• **What is being asked**: Without skipping anything, write out each record below exactly.

--

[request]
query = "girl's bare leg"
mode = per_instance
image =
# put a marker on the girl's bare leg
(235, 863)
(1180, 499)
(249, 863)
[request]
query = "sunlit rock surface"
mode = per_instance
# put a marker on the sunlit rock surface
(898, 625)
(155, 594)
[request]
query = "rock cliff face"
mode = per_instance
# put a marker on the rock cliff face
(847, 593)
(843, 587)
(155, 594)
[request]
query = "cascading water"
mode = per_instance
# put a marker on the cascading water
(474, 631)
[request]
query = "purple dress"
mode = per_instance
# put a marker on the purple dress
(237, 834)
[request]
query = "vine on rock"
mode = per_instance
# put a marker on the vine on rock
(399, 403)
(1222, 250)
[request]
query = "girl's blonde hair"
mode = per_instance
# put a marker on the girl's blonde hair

--

• **Final answer**:
[request]
query = "girl's bare leg"
mode = per_instance
image =
# put a marker on the girl's bare leg
(235, 863)
(1180, 499)
(249, 863)
[request]
query = "sunlit rock surface"
mode = per_instance
# put a marker on the sunlit rock surface
(898, 625)
(155, 594)
[request]
query = "rock cliff face"
mode = per_instance
# put a marker on the rock cliff face
(847, 593)
(843, 587)
(155, 594)
[request]
query = "cascading water"
mode = per_instance
# put a marker on the cascading water
(474, 631)
[request]
query = "purple dress"
mode = per_instance
# put a marker on the purple dress
(237, 834)
[request]
query = "vine on rock"
mode = per_instance
# put a marker on the vine on rock
(399, 403)
(1222, 250)
[request]
query = "girl's blonde hair"
mode = per_instance
# put a marker on the girl's blonde hair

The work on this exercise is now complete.